> **WORK REQUIRED**
Output an exact reproduction of the data.

> **RECORDS**
** START **

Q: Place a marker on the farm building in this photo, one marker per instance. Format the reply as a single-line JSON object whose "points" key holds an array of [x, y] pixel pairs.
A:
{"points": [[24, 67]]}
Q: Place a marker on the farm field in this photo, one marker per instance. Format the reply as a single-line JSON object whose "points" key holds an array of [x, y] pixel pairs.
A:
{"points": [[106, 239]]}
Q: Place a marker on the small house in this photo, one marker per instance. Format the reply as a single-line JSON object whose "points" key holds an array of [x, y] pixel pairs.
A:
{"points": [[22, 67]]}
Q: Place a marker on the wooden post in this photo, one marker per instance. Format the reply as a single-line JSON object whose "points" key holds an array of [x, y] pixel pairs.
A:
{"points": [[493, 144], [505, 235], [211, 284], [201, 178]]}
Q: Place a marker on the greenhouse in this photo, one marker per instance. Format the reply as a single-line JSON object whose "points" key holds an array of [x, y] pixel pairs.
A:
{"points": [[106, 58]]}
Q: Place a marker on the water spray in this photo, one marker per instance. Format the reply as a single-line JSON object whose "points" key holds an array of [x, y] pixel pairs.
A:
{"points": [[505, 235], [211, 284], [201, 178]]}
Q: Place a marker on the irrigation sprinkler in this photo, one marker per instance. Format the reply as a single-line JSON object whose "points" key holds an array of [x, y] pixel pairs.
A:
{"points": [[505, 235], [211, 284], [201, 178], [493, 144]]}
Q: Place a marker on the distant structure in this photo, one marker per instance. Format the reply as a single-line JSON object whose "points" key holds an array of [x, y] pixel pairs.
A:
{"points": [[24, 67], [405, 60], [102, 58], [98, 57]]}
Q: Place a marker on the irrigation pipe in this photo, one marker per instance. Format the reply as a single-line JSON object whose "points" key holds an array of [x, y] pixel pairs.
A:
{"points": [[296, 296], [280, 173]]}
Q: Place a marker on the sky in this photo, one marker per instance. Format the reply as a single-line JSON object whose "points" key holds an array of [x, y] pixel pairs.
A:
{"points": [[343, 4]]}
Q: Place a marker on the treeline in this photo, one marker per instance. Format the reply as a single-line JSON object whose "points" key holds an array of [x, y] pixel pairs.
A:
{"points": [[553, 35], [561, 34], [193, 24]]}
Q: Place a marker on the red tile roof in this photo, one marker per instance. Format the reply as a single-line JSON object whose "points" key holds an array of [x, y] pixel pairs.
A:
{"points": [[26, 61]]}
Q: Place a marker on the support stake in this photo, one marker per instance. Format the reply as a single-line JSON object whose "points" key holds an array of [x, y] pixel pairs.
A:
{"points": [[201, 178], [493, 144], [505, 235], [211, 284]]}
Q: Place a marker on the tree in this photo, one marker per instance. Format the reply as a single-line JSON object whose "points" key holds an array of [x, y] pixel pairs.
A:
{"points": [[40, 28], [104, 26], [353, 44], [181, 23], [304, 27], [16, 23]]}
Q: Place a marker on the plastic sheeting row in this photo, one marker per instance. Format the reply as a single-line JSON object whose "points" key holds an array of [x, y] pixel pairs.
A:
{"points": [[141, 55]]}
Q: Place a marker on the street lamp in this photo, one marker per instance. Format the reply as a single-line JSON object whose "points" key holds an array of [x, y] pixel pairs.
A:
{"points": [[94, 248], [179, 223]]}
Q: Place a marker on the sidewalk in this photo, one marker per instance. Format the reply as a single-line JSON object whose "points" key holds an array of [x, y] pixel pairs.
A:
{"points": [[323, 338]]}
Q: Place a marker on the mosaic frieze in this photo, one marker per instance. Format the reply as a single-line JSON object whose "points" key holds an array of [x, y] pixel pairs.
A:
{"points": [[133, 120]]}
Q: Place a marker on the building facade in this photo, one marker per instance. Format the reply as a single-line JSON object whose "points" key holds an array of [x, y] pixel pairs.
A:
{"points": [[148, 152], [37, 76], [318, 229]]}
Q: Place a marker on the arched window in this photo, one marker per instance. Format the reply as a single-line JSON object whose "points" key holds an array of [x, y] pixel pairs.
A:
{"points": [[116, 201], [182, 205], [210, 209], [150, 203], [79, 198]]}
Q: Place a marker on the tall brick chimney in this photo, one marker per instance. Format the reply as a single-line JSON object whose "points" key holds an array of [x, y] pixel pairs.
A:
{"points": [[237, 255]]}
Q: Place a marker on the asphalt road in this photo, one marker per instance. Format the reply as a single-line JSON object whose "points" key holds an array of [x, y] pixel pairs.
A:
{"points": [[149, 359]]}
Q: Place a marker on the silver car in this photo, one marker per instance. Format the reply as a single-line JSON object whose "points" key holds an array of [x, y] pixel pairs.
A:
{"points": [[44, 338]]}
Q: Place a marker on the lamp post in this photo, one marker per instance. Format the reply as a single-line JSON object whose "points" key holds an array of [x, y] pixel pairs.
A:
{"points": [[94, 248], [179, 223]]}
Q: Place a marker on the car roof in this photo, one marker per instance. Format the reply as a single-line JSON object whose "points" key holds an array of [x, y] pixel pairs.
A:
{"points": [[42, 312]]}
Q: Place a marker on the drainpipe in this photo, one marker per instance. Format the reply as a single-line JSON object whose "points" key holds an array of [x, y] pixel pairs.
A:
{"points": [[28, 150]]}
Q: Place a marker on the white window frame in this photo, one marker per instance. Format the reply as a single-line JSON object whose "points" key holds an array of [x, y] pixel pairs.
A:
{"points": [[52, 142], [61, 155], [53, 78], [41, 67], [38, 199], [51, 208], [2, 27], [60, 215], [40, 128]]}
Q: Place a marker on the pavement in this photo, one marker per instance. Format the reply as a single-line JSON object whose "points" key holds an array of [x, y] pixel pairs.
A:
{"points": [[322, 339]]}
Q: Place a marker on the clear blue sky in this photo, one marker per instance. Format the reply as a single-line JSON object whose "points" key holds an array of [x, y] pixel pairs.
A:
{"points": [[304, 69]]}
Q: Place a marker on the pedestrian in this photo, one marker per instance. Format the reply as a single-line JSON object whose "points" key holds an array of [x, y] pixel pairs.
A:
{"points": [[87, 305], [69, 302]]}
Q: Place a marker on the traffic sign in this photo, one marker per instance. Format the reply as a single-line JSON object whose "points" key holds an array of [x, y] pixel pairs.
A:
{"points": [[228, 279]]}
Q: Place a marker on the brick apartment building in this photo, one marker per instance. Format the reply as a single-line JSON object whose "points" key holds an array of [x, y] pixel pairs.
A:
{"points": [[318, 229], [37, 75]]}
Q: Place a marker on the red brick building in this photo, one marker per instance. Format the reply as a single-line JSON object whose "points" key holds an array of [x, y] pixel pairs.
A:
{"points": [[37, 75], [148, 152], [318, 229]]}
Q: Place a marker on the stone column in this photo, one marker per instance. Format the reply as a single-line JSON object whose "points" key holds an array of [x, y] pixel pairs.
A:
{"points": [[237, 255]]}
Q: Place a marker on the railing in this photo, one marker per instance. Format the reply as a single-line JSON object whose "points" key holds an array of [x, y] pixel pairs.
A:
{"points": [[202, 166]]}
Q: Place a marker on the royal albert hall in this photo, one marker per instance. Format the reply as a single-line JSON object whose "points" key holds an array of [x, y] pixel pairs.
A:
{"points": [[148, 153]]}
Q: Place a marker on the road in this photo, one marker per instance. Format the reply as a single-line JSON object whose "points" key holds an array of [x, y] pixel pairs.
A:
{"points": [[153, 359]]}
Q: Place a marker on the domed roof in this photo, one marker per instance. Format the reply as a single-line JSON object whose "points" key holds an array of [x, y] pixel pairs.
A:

** END **

> **REPLY TO THE EXERCISE**
Q: Place a marker on the farm building in this photo, one marker per instance. Format the reply as a single-line JSON object whose "points" key holds an array of [x, y] pixel pairs.
A:
{"points": [[24, 67]]}
Q: Place a marker on the farm field in this photo, one marker per instance. Format the reply as a single-line JSON object whose "points" key holds an array of [x, y] pixel pairs.
A:
{"points": [[106, 239]]}
Q: Place a marker on the small house in this photo, one marker per instance. Format the reply as a single-line JSON object whose "points" key holds an array of [x, y] pixel pairs.
A:
{"points": [[22, 67]]}
Q: Place a marker on the wooden post in this photo, one marker per instance. Format the reply as a single-line JSON object whose "points" key holds an array of [x, y] pixel pairs.
A:
{"points": [[493, 144], [505, 235], [211, 284], [201, 178]]}
Q: Place a marker on the greenhouse in this photo, one marker per instance. Format the reply as a single-line JSON object whose "points" key holds an array of [x, y] pixel pairs.
A:
{"points": [[106, 58]]}
Q: Place a marker on the water spray in this photo, one marker per instance. Format the reply as a single-line JSON object whose "points" key holds an array of [x, y] pixel pairs.
A:
{"points": [[505, 235], [211, 284], [201, 178]]}
Q: Place a marker on the irrigation sprinkler in this photo, one marker per instance. Format the reply as a single-line JSON object whose "points" key holds an array of [x, y] pixel pairs.
A:
{"points": [[505, 235], [211, 284], [201, 178], [493, 144]]}
Q: Place a marker on the distant structure in this photo, one marker per instance. Format the reply as a single-line JSON object whose "points" key holds an array of [x, y] pixel pairs.
A:
{"points": [[24, 67], [405, 60], [102, 58], [98, 57]]}
Q: Place a marker on the irrigation pipe in this photo, one marker per instance. Format the reply as a single-line JSON object whose "points" key holds an array of [x, y] pixel pairs.
A:
{"points": [[296, 296], [280, 173]]}
Q: Place a marker on the sky in this photo, one marker per instance. Format the reply as a single-line JSON object whose "points" key holds an array of [x, y] pixel pairs.
A:
{"points": [[343, 4]]}
Q: Place a marker on the treeline in this photo, one marker per instance. Format the reply as a single-line JSON object whose "points" key holds an array of [x, y] pixel pairs.
A:
{"points": [[553, 35], [561, 34], [193, 24]]}
Q: Place a marker on the red tile roof in this photo, one marker per instance. Format the reply as a single-line JSON object whose "points" key holds an array of [x, y] pixel pairs.
A:
{"points": [[26, 61]]}
Q: Place a marker on the support stake in this photo, one marker per instance. Format the reply as a single-line JSON object whose "points" key holds an array of [x, y] pixel pairs.
A:
{"points": [[201, 178], [493, 144], [505, 235], [211, 284]]}
Q: Place a marker on the tree in this photo, one marker per instance. Format the reply as a single-line JSON object whose "points" key holds an array of [x, y] pixel pairs.
A:
{"points": [[40, 28], [104, 26], [353, 44], [181, 23], [304, 27], [16, 23]]}
Q: Place a marker on the plastic sheeting row in this photo, one marker per instance. Format the reply as a single-line JSON object whose "points" key holds an array of [x, y] pixel pairs.
A:
{"points": [[141, 55]]}
Q: Place a marker on the street lamp in this photo, one marker per instance. Format the reply as a single-line JSON object whose "points" key holds an array of [x, y] pixel pairs.
A:
{"points": [[94, 248], [179, 223]]}
Q: Place a marker on the sidewalk in this photo, one marker per instance. Format the reply as a single-line JSON object whose "points" key holds an array of [x, y] pixel pairs.
A:
{"points": [[323, 338]]}
Q: Place a marker on the mosaic frieze in this photo, one marker per instance. Format the reply as a single-line JSON object whose "points" key holds an array of [x, y] pixel pairs.
A:
{"points": [[133, 120]]}
Q: Place a marker on the building facade in this photo, one marker per instance. Format the reply as a single-line JSON object whose "points" key holds an array of [x, y] pixel pairs.
A:
{"points": [[148, 152], [37, 76], [318, 229]]}
Q: Place a marker on the arched window in this photo, one marker per instance. Format the reply as a single-line JSON object whose "points" key holds an array of [x, y] pixel pairs.
A:
{"points": [[116, 201], [182, 205], [210, 209], [150, 203], [79, 198]]}
Q: Place a marker on the tall brick chimney in this photo, one marker per instance. Format the reply as a single-line JSON object whose "points" key holds an array of [x, y] pixel pairs.
A:
{"points": [[237, 255]]}
Q: Place a marker on the asphalt road in this photo, one marker per instance. Format the reply as a single-line JSON object whose "points" key holds an array of [x, y] pixel pairs.
A:
{"points": [[149, 359]]}
Q: Place a marker on the silver car in this photo, one marker per instance. Format the reply as a single-line JSON object whose "points" key holds an array of [x, y] pixel pairs.
A:
{"points": [[44, 338]]}
Q: Place a marker on the lamp post in this photo, one marker per instance. Format the reply as a single-line JSON object whose "points" key holds an array of [x, y] pixel pairs.
A:
{"points": [[94, 248], [179, 223]]}
Q: Place a marker on the car roof in this photo, one marker per instance. Format the reply as a single-line JSON object whose "points" key holds an array of [x, y] pixel pairs.
A:
{"points": [[42, 312]]}
Q: Place a marker on the drainpipe in this photo, one marker per instance. Format the reply as a single-line JSON object whose "points" key holds an array of [x, y] pixel pairs.
A:
{"points": [[28, 150]]}
Q: Place a marker on the white window frame in this photo, one marker per instance. Format the reply as a single-line JSON object whose "points" key holds an array of [x, y] pixel pairs.
A:
{"points": [[52, 142], [61, 155], [53, 78], [41, 67], [38, 199], [51, 208], [2, 27], [60, 215], [40, 128]]}
Q: Place a marker on the pavement in this photo, one marker per instance. Format the reply as a single-line JSON object whose "points" key holds an array of [x, y] pixel pairs.
A:
{"points": [[322, 339]]}
Q: Place a marker on the clear blue sky in this photo, one marker per instance. Format the reply as a single-line JSON object whose "points" key holds an array of [x, y] pixel pairs.
A:
{"points": [[304, 69]]}
Q: Place a marker on the pedestrian in this photo, one marker per instance. Format the reply as a single-line JSON object whose "points" key holds an array of [x, y] pixel pairs.
A:
{"points": [[87, 305], [69, 302]]}
Q: Place a marker on the traffic sign in this photo, one marker per instance. Format the reply as a single-line JSON object whose "points" key holds an array of [x, y] pixel pairs.
A:
{"points": [[228, 279]]}
Q: Place a marker on the brick apartment building in this photo, one marker per instance. Format the reply as a single-line JSON object whose "points" key holds an array of [x, y] pixel pairs.
A:
{"points": [[318, 229], [37, 75]]}
Q: Place a marker on the red brick building in this photo, one marker per instance. Format the reply as a single-line JSON object whose "points" key holds an array of [x, y] pixel pairs.
A:
{"points": [[37, 75], [148, 152], [318, 229]]}
Q: Place a marker on the stone column in this photo, one marker per instance. Format the reply as a single-line JSON object whose "points" key holds an array of [x, y] pixel pairs.
A:
{"points": [[237, 255]]}
Q: Place a marker on the railing in this photo, one marker per instance. Format the reply as a single-line JSON object whose "points" key holds an array of [x, y] pixel pairs.
A:
{"points": [[202, 166]]}
Q: Place a marker on the royal albert hall in this photo, one marker per instance. Format the reply as a single-line JSON object whose "points" key holds an array of [x, y] pixel pairs.
A:
{"points": [[148, 153]]}
Q: Place a marker on the road in this photo, one marker per instance. Format the reply as a single-line JSON object whose "points" key holds an array of [x, y] pixel pairs.
A:
{"points": [[153, 359]]}
Q: Place a marker on the domed roof in this photo, one marker per instance. Format the reply as a single-line JSON object whose "points" key holds an array of [x, y] pixel pairs.
A:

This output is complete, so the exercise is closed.